▸ **WORK TO COMPLETE**:
Find every line in the material below that contains the word "arrangement" and copy each of those lines.

▸ **MATERIAL SUPPLIED**:
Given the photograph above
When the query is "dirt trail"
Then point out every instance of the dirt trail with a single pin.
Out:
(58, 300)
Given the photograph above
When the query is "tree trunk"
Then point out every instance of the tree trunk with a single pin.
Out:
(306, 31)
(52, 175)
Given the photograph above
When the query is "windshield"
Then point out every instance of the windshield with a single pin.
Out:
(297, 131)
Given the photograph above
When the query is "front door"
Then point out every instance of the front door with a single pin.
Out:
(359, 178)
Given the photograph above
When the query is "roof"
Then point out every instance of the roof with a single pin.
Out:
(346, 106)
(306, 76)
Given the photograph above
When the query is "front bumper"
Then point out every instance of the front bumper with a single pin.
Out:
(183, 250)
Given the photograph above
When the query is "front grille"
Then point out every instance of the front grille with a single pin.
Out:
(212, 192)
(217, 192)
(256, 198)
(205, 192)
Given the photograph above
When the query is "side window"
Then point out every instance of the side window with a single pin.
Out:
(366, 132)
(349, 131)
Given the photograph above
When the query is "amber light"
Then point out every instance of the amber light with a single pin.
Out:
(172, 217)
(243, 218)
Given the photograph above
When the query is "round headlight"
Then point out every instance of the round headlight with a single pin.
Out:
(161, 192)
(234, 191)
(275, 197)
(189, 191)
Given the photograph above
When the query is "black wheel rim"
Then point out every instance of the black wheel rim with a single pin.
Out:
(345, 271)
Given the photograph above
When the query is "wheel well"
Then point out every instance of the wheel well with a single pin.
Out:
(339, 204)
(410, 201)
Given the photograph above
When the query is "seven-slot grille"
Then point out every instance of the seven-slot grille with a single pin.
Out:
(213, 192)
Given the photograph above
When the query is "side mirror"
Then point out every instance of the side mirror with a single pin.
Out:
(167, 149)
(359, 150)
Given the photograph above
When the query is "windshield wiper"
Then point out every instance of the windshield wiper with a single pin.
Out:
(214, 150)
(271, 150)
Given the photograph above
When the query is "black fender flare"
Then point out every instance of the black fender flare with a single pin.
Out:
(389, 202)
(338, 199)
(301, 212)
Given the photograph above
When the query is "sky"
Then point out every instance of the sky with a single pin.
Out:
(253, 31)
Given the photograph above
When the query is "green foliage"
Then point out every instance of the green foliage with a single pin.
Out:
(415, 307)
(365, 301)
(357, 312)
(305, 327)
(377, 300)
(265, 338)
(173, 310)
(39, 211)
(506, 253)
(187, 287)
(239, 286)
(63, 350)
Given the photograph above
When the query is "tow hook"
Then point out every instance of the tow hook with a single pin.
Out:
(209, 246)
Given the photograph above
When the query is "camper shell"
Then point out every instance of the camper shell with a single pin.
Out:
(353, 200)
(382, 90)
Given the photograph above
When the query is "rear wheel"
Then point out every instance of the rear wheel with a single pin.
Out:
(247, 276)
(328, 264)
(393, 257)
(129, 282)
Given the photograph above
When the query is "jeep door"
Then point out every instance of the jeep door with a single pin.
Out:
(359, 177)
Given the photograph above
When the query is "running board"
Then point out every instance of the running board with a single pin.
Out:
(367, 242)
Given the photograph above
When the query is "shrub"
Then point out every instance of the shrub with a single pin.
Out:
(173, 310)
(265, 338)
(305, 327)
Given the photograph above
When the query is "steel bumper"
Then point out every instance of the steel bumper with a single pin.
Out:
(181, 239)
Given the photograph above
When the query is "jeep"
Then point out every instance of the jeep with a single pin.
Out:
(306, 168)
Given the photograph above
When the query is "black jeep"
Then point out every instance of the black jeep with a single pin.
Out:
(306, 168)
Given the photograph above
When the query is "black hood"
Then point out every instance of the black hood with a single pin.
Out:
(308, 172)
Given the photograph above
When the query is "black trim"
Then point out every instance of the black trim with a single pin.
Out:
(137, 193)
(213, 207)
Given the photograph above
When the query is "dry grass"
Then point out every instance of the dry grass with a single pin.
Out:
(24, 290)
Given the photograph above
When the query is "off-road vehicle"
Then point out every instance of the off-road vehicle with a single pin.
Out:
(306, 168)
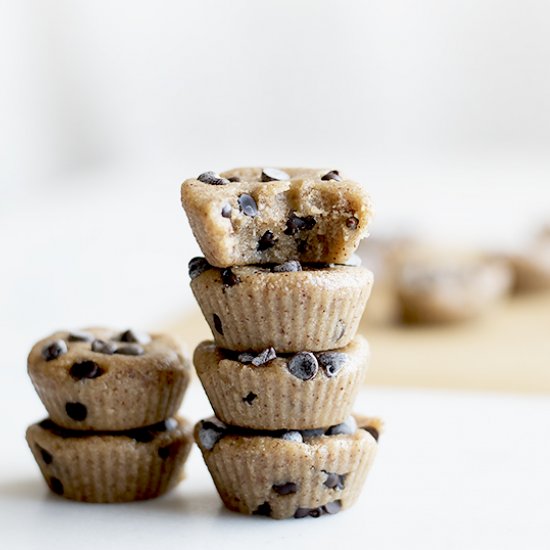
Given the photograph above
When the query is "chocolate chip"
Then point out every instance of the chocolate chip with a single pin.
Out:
(331, 362)
(248, 205)
(56, 486)
(130, 349)
(210, 432)
(85, 369)
(46, 456)
(294, 436)
(229, 278)
(288, 488)
(263, 510)
(267, 240)
(295, 224)
(164, 452)
(339, 330)
(263, 357)
(101, 346)
(345, 428)
(76, 411)
(212, 178)
(332, 175)
(303, 365)
(273, 174)
(226, 211)
(352, 222)
(334, 481)
(373, 431)
(332, 507)
(80, 336)
(135, 337)
(54, 349)
(288, 267)
(249, 398)
(197, 266)
(218, 324)
(318, 432)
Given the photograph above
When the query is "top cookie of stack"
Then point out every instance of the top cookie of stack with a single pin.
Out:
(255, 216)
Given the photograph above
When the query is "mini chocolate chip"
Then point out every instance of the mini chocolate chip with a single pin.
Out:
(352, 222)
(373, 431)
(197, 266)
(229, 278)
(318, 432)
(332, 507)
(46, 456)
(267, 240)
(295, 224)
(332, 175)
(345, 428)
(135, 337)
(249, 398)
(218, 324)
(263, 357)
(164, 452)
(226, 211)
(273, 174)
(303, 365)
(56, 486)
(101, 346)
(263, 510)
(76, 411)
(54, 349)
(288, 488)
(288, 267)
(332, 362)
(335, 481)
(80, 336)
(294, 436)
(212, 178)
(210, 432)
(85, 369)
(130, 349)
(248, 205)
(340, 330)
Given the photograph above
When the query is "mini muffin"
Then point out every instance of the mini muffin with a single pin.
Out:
(289, 473)
(254, 215)
(267, 391)
(532, 265)
(290, 307)
(447, 289)
(111, 466)
(99, 379)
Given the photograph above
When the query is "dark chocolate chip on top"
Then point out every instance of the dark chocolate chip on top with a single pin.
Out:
(212, 178)
(54, 349)
(273, 174)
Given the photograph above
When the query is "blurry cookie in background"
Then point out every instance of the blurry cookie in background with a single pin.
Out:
(532, 265)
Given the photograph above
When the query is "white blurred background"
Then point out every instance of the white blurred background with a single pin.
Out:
(442, 109)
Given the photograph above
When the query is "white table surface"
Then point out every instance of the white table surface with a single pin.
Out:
(454, 470)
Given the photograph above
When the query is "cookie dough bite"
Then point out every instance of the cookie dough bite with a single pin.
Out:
(289, 474)
(532, 265)
(449, 288)
(289, 307)
(111, 466)
(101, 379)
(267, 391)
(265, 215)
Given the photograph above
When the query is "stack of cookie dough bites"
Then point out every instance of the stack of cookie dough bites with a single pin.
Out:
(283, 298)
(112, 434)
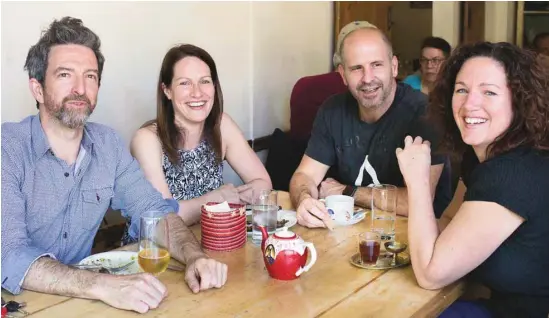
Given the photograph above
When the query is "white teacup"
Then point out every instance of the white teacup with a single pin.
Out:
(340, 207)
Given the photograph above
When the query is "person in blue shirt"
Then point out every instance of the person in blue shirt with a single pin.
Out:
(434, 52)
(61, 173)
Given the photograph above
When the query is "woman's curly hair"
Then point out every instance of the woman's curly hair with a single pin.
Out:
(528, 82)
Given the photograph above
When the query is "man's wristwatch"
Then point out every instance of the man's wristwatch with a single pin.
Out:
(349, 190)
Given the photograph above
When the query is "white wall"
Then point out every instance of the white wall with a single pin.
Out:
(260, 48)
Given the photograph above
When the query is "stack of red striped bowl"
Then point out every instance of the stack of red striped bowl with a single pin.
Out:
(223, 230)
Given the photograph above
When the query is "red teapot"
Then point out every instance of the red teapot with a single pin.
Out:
(285, 254)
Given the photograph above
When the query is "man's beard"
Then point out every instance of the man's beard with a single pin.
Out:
(385, 91)
(70, 117)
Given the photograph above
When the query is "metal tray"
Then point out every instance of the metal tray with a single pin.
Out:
(383, 262)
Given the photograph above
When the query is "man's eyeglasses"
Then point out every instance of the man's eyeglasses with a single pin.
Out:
(436, 61)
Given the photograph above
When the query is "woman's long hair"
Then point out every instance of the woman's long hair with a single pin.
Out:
(171, 136)
(529, 86)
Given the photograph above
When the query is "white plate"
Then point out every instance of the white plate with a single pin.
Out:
(357, 217)
(114, 259)
(288, 215)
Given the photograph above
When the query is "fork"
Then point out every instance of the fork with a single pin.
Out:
(103, 269)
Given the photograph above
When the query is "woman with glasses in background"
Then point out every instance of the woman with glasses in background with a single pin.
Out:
(434, 51)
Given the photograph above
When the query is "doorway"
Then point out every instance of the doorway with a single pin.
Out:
(395, 19)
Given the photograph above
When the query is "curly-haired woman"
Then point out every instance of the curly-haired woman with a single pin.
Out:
(492, 101)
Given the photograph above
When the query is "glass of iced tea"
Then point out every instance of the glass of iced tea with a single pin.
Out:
(369, 244)
(154, 254)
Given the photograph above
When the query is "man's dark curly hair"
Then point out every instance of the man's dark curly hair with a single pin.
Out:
(68, 30)
(529, 87)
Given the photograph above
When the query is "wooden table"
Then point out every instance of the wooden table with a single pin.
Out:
(332, 288)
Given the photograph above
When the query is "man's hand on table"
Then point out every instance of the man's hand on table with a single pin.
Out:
(205, 273)
(312, 212)
(139, 292)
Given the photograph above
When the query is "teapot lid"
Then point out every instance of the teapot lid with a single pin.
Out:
(284, 233)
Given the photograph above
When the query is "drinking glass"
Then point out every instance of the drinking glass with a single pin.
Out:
(383, 206)
(154, 254)
(369, 245)
(264, 213)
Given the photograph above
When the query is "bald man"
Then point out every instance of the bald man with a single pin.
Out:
(371, 119)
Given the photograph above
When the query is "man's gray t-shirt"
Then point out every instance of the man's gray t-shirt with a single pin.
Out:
(340, 138)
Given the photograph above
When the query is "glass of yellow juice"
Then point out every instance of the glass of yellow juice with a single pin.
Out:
(154, 255)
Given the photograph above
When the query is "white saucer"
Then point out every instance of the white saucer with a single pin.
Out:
(288, 215)
(114, 259)
(357, 217)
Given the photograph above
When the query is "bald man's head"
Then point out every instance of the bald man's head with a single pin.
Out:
(369, 36)
(369, 68)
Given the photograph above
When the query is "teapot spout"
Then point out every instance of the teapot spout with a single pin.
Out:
(264, 236)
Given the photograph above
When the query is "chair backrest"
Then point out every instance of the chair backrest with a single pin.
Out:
(308, 94)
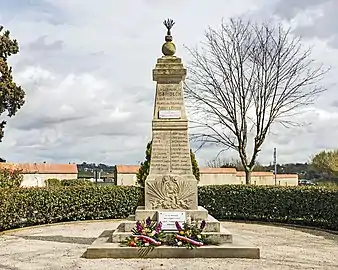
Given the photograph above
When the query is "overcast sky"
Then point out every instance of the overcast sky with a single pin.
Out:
(86, 67)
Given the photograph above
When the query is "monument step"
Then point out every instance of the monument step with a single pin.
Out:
(211, 225)
(239, 248)
(220, 237)
(142, 214)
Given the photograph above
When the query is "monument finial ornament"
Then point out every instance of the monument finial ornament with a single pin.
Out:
(168, 23)
(168, 48)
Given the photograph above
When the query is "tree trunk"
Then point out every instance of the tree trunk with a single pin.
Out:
(248, 177)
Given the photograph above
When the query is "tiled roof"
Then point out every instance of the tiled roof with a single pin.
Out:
(279, 176)
(135, 168)
(127, 168)
(242, 173)
(218, 170)
(42, 168)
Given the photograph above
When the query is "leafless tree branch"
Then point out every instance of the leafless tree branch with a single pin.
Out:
(244, 78)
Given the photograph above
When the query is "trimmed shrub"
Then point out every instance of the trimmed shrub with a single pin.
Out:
(53, 182)
(23, 207)
(76, 182)
(10, 178)
(311, 206)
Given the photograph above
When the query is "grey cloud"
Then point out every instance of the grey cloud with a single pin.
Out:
(323, 27)
(41, 45)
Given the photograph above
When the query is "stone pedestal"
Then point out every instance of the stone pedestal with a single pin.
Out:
(171, 185)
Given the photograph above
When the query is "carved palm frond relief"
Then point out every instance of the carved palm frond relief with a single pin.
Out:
(170, 192)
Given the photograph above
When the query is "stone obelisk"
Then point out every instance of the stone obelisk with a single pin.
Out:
(170, 184)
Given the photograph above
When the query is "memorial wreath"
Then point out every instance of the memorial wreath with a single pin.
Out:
(149, 234)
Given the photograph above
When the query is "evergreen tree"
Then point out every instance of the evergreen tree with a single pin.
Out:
(11, 95)
(144, 168)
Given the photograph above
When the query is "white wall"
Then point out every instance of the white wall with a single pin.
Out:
(126, 179)
(38, 179)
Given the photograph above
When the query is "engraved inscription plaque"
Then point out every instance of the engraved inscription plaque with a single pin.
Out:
(169, 114)
(168, 220)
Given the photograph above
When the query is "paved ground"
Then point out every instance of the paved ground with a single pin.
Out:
(61, 246)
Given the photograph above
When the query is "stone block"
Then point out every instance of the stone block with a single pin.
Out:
(142, 214)
(103, 248)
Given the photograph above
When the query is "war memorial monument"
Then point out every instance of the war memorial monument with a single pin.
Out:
(171, 188)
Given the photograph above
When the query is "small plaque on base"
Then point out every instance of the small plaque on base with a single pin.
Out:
(168, 220)
(169, 114)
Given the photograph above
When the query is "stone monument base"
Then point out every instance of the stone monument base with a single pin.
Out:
(107, 245)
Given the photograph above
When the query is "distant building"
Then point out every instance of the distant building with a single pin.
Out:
(125, 175)
(35, 175)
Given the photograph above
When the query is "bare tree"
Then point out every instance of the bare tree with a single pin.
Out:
(245, 78)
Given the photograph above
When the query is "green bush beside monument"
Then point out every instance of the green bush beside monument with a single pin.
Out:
(312, 206)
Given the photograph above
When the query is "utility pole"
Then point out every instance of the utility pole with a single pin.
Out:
(275, 164)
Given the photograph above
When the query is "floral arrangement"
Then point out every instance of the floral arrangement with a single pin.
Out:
(190, 235)
(148, 234)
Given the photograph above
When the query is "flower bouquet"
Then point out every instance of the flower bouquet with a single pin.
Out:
(146, 235)
(189, 236)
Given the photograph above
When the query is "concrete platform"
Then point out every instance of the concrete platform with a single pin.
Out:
(103, 248)
(220, 236)
(142, 214)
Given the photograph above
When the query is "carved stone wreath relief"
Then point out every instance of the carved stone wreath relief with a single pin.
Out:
(170, 193)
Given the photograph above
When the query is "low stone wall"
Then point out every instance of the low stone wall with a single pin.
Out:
(38, 179)
(126, 176)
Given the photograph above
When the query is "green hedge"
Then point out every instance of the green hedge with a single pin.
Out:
(32, 206)
(311, 206)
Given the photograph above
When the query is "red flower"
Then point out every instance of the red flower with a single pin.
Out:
(178, 226)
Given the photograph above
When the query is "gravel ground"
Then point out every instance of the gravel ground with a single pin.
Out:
(61, 247)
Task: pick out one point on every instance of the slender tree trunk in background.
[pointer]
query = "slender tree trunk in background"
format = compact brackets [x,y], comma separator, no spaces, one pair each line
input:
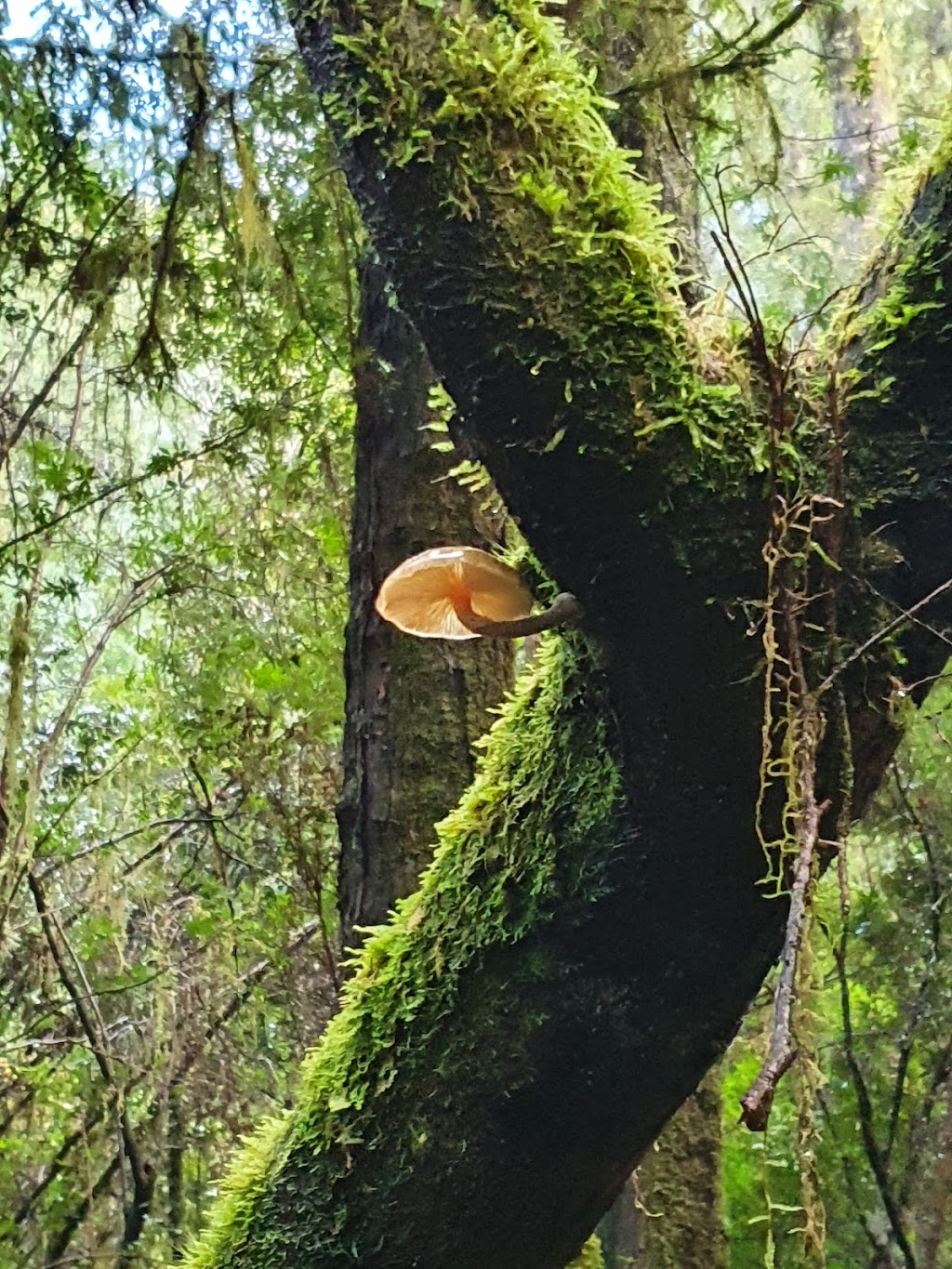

▸ **EXERCISE RESULT**:
When the query is "floral arrangement"
Then point out every instance of the floral arrangement with a single pin.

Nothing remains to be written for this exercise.